(Extracted records)
━━━━━━━━━━━━━━━━

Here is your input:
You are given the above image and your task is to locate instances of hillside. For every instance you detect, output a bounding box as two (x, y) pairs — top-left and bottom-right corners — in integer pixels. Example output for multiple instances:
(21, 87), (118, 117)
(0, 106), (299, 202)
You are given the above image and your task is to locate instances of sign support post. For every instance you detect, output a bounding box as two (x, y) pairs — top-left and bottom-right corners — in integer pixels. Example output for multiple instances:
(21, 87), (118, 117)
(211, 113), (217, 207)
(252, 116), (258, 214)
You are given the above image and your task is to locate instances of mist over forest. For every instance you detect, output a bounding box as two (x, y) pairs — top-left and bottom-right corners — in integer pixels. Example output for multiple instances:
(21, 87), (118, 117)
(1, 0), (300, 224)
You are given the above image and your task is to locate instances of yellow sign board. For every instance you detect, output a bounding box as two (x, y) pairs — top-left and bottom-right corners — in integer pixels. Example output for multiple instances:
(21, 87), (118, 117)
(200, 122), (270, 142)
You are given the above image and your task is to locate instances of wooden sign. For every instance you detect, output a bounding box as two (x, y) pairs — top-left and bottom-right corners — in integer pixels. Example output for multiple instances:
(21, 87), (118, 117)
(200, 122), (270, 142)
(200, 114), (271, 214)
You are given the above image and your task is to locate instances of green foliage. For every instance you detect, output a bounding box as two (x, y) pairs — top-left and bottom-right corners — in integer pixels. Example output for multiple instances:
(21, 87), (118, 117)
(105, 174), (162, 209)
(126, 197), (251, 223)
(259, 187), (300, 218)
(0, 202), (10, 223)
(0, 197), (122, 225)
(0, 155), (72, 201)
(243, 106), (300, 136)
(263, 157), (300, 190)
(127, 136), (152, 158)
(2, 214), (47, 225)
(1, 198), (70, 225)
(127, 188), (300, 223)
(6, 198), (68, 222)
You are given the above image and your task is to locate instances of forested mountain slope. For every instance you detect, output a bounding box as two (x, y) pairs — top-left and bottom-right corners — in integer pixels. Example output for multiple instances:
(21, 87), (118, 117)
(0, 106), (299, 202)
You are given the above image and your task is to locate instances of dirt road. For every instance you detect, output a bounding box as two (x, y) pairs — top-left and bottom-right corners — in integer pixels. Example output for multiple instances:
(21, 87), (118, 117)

━━━━━━━━━━━━━━━━

● Requirement:
Write out the records in full, exactly as they appear above.

● Your solution:
Here is your input:
You are given the above image and your task is to locate instances of hillside. For every instance you detect, output a bounding box as two (x, y) pairs — top-left and bottom-right corners — in integer pixels. Example output for multiple instances:
(21, 87), (118, 117)
(0, 106), (299, 202)
You are given the above image and your task is to locate instances of sign support post. For every instance you detect, output a bounding box as two (x, y) pairs — top-left and bottom-right corners — in integer pixels. Example output for multiple instances:
(21, 87), (118, 117)
(211, 113), (217, 207)
(252, 116), (258, 214)
You are given the above image and your task is to locate instances of mist over forest. For every instance you detect, output a bounding box as two (x, y) pairs — top-left and bottom-right corners — in integer pixels. Example output for multiple instances:
(21, 87), (118, 117)
(1, 0), (300, 224)
You are given the above image and your task is to locate instances of yellow sign board. For every instance you detect, output a bounding box as two (x, y) pairs — top-left and bottom-right corners — in integer pixels. Example output for multiple instances:
(21, 87), (118, 117)
(200, 122), (270, 142)
You are given the above image and your task is to locate instances of wooden sign. For every instance you detect, output a bounding box as two (x, y) pairs — top-left and bottom-right corners — in integer pixels. Example output for multiple instances:
(21, 87), (118, 117)
(200, 122), (270, 142)
(200, 114), (271, 214)
You are given the above image and your task is to locate instances of green foliage. For every instance you detect, output a bounding box as two (x, y) pairs — top-left and bottom-right corners — in integer pixels. Example output for multiple instances:
(21, 87), (118, 117)
(105, 174), (162, 209)
(126, 197), (251, 223)
(259, 187), (300, 218)
(0, 202), (10, 223)
(0, 197), (122, 225)
(0, 155), (72, 201)
(243, 106), (300, 136)
(263, 157), (300, 190)
(127, 136), (152, 158)
(2, 214), (47, 225)
(1, 198), (70, 225)
(127, 188), (300, 223)
(6, 198), (68, 222)
You are given the above image and your task is to locate instances of forested mountain slope. For every instance you detect, output a bounding box as two (x, y) pairs — top-left and bottom-right corners — in integer pixels. Example output for multiple instances:
(21, 87), (118, 117)
(0, 106), (299, 202)
You are given the above image and your task is to locate instances of dirt road. For every instance you detect, output a bounding box as two (x, y) pairs — top-left and bottom-right corners — in integer pixels. Example output for multiple instances:
(21, 87), (118, 117)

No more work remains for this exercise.